• Page text:
Posting here from #2008626: Tests on testbots complete, but then start over, cycling endlessly..

Symptom:
Large testbot result sets are not successfully communicated back to qa.d.o; which causes that test to continuously cycle on the testbot and eventually cause an apache segfault. Originally this was *all* D8 tests, until we removing a debug() in core which was responsible for about 10k exceptions in the result set. This was a band-aid fix which works for 'clean' D8 tests, but does not address the root problem ... tests for broken patches with alot of exceptions are still tripping the HTTP 413 response, and I've had to clean up at least 2 segfaults per bot in the last 16 hours.

Root cause:
I've managed to isolate the headers from a failed results post from a testbot to qa.d.o. The HTTP 413 is being returned by nginx. This may explain why it was not showing up in the qa.d.o apache logs, if the POST is being blocked by the proxy before it ever gets to qa.d.o.

The result set in question was approx 4MB in size, with only 5k exceptions (and I've seen tests with 3-4 times that in the past); so we're going to need to set a fairly high value in order to prevent this from biting us again in the future. However, nnewton said he had already increased the client_max_body_size; so I'm not sure if this change isn't taking effect, or nginx is proxying the response from something further downstream.

Comments

jthorson’s picture

Request:

[request] => POST /xmlrpc.php HTTP/1.0
  Host: qa.drupal.org
  User-Agent: Drupal (+http://drupal.org/)
  Content-Length: 4118522
  Content-Type: text/xml

<?xml version="1.0"?>
<methodCall>
<methodName>pifr.result</methodName>
<params>
...

Response Data:

[data] => <html>
<head><title>413 Request Entity Too Large</title></head>
<body bgcolor="white">
<center><h1>413 Request Entity Too Large</h1></center>
<hr><center>nginx/1.4.1</center>
</body>
</html>

Response Metadata:

    [protocol] => HTTP/1.1
    [status_message] => Request Entity Too Large
    [headers] => Array
        (
            [Server] => nginx/1.4.1
            [Date] => Sat, 01 Jun 2013 18:27:11 GMT
            [Content-Type] => text/html
            [Content-Length] => 198
            [Connection] => close
        )

    [error] => Request Entity Too Large
    [code] => 413

chx’s picture

Category:support» bug
Priority:Major» Critical

Jeremy is way too kind with his issue priorities.

rfay’s picture

nnewton suggests adding to the testbots a hosts entry like

140.211.10.17 qa.drupal.org

(140.211.10.17 is actually www2.drupal.org)

which might make requests to qa come in behind nginx.

• What you need to do:
From the issue thread above, list every header name in the [headers] array under "Response Metadata".

• Provided data:
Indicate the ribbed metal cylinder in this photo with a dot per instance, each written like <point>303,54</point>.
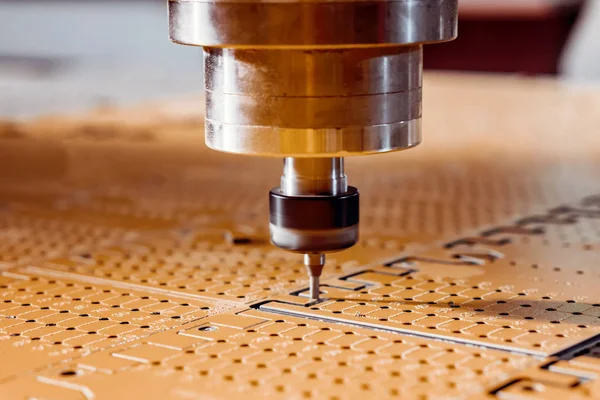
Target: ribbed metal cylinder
<point>313,103</point>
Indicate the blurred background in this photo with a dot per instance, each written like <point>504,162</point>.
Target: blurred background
<point>65,55</point>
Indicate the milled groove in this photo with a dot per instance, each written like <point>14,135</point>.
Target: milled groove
<point>264,308</point>
<point>573,351</point>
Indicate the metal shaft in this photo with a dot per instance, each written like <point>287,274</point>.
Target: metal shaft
<point>313,176</point>
<point>309,177</point>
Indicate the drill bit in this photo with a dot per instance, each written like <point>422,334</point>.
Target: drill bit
<point>314,263</point>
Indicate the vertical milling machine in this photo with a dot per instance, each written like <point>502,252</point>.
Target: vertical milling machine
<point>313,81</point>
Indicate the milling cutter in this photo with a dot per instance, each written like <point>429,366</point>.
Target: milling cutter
<point>313,82</point>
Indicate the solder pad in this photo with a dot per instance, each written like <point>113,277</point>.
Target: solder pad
<point>134,262</point>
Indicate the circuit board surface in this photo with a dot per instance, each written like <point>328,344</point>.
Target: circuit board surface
<point>134,262</point>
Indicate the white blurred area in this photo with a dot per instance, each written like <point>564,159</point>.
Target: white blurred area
<point>58,56</point>
<point>69,55</point>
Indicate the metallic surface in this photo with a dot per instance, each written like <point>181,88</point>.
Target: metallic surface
<point>313,79</point>
<point>311,23</point>
<point>133,264</point>
<point>317,102</point>
<point>313,176</point>
<point>314,263</point>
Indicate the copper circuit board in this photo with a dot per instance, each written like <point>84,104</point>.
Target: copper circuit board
<point>135,262</point>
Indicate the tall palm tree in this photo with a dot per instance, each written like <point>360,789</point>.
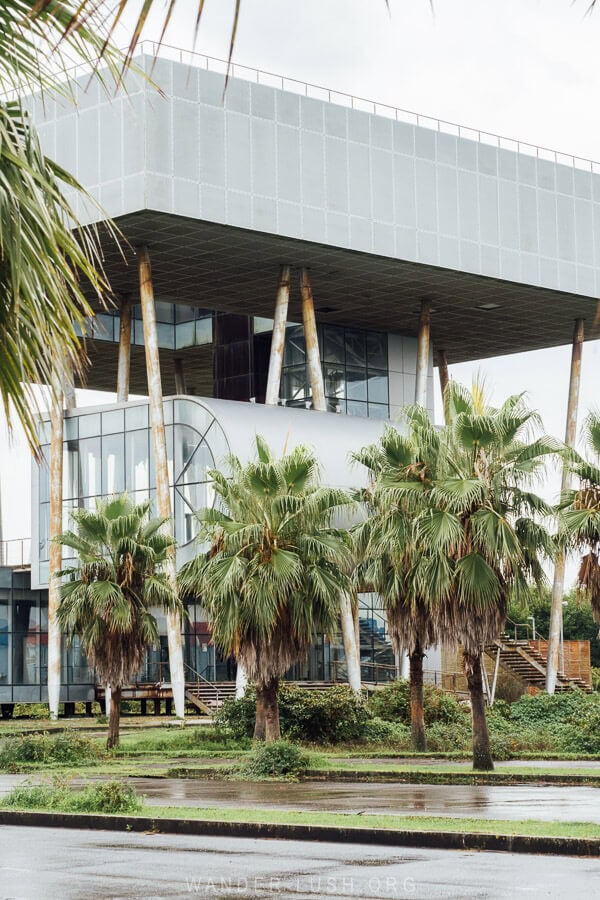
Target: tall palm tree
<point>485,528</point>
<point>275,570</point>
<point>401,469</point>
<point>580,513</point>
<point>107,597</point>
<point>47,263</point>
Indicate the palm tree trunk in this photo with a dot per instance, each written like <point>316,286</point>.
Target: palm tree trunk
<point>417,714</point>
<point>260,724</point>
<point>114,718</point>
<point>272,727</point>
<point>482,757</point>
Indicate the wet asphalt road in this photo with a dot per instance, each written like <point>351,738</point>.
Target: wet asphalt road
<point>543,802</point>
<point>57,864</point>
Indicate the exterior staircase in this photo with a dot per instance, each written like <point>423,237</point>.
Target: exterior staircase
<point>523,659</point>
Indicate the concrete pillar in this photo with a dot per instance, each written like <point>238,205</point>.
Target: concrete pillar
<point>55,552</point>
<point>278,339</point>
<point>124,365</point>
<point>159,443</point>
<point>315,372</point>
<point>443,373</point>
<point>423,353</point>
<point>180,385</point>
<point>351,648</point>
<point>556,613</point>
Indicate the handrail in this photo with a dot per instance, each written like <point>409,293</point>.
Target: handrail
<point>201,679</point>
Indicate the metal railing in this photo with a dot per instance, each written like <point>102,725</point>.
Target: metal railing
<point>16,553</point>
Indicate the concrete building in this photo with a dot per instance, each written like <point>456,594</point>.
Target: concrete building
<point>378,242</point>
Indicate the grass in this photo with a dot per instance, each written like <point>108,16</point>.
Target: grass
<point>87,801</point>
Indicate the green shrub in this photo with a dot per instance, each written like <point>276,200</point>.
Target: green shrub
<point>392,703</point>
<point>279,759</point>
<point>67,748</point>
<point>444,737</point>
<point>327,717</point>
<point>237,717</point>
<point>381,731</point>
<point>103,797</point>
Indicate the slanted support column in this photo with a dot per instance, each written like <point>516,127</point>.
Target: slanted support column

• Task result:
Server, Date, Content-Type, Content-Length, Connection